Document excerpt:
───

I nearly fell backward, but, luckily a folded carpet roll was wedged in the doorway of the bathroom and I landed on that.  Putting my head down, the blood returned and my head cleared a little.   They asked if I was all right and I assured them I was not.  I never went to the hospital but knowing what I know now, I realize I probably had a grade-three concussion and at the moment was doing pretty poorly so just sat there dazed and confused with my head hanging to my knees. We were told to head down to the maintenance shop and wait there and another co-worker was told to help me because of the challenge I was having standing up.

Then I did something that was strange under the circumstances but didn’t really surprise me.  I stood up slowly, got my bearings and stepped over to Harold.  I put out my hand and we shook.   It was a simple gesture, but I meant it.   I meant that there were no hard feelings, I was embarrassed by my own behavior, disappointed in his and somewhere in my scrambled brain I knew I’d pushed too far and we’d both been wrong.  I needed to at least try to be the adult I thought I was.  I didn’t care if the others in the room didn’t understand, nor if they thought it was a crazy thing to do.  I believed  it was the right thing to do.

The next day, Harold came in with an enormous bandage on his hand.   Aside from a monster headache that lasted about a week (yeah, a pretty bad concussion and I, to this day, kick myself for being and an idiot and not having a physician check me out) I was pretty well unscathed.   Apparently, you can get sepsis from hitting someone in the mouth if you cut your hand.  The human mouth is full of bad organisms that, once in the blood, can really ruin your day.   So I feel like he made out worse than I and have to admit that a small part of me hoped that he would at least get an infection that hung on a little longer than he liked.

Unfortunately, I wasn’t totally cured of my ignorance and hubris.

I probably could have tried to press charges but I didn’t and there were no witnesses, anyway.  I had egged the guy on so I clearly had to bear a part of the blame for what happened.   Unfortunately, the manager of the engineering department was such a milquetoast and so afraid of upper management (someone else with self-esteem issues) he couldn’t figure out what to do, nor act on it appropriately if he could, so he decided to take the easy way out and get rid of the problem by asking us both to resign.

───

Listed entries:
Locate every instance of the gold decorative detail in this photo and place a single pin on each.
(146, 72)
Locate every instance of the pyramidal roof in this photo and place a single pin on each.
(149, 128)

───

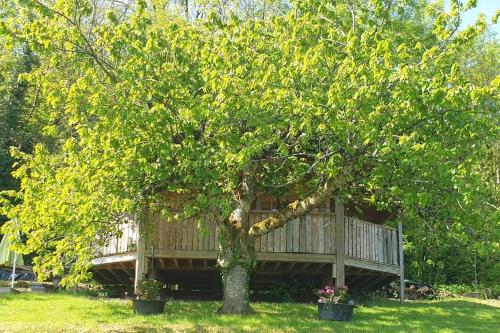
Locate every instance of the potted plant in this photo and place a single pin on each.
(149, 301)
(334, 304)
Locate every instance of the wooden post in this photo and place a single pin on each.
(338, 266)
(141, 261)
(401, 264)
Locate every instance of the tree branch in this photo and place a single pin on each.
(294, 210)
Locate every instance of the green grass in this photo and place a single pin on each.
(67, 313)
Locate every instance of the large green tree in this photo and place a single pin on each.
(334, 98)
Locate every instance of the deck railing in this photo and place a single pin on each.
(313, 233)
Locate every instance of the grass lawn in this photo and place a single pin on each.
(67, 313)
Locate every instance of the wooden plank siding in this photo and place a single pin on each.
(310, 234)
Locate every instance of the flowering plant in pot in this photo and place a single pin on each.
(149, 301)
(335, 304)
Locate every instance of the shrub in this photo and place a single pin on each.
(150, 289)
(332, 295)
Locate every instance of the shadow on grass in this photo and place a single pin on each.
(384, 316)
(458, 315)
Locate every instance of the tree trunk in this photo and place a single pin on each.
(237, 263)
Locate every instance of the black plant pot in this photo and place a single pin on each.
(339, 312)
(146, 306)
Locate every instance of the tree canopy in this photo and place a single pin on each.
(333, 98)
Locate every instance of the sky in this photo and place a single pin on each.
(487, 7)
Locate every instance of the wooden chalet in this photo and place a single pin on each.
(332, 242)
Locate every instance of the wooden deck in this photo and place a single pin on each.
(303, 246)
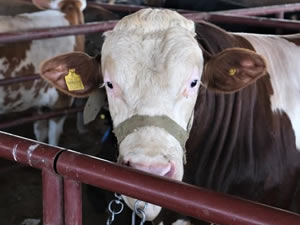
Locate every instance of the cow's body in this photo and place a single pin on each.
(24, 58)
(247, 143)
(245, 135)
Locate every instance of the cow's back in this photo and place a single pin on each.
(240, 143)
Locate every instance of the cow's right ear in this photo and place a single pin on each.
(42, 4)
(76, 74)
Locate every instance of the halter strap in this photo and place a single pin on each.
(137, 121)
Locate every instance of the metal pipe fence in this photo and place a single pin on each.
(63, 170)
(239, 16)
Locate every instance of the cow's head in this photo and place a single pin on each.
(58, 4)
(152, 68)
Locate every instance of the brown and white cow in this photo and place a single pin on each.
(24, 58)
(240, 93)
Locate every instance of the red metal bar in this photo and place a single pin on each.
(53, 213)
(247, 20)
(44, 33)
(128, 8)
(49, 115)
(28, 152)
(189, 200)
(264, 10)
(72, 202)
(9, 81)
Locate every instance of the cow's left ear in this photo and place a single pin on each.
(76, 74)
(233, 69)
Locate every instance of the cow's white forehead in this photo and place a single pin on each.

───

Task 1: From the account of the aftermath with Harold, copy word for word the passage that begins at the words "Unfortunately, I wasn’t" and ends after the words "both to resign.".
Task 2: Summarize the account of the aftermath with Harold in two sentences.
Task 3: In the account of the aftermath with Harold, what did the manager of the engineering department ask the two men to do?

Task answer 1:
Unfortunately, I wasn’t totally cured of my ignorance and hubris.

I probably could have tried to press charges but I didn’t and there were no witnesses, anyway.  I had egged the guy on so I clearly had to bear a part of the blame for what happened.   Unfortunately, the manager of the engineering department was such a milquetoast and so afraid of upper management (someone else with self-esteem issues) he couldn’t figure out what to do, nor act on it appropriately if he could, so he decided to take the easy way out and get rid of the problem by asking us both to resign.

Task answer 2: After being hurt, the narrator sat dazed with what was probably a grade-three concussion, then stood up and shook Harold's hand to show there were no hard feelings. The next day Harold arrived with an enormous bandage on his hand while the narrator had only a headache that lasted about a week, and the engineering department manager, unsure what to do, asked them both to resign.

Task answer 3: He asked them both to resign.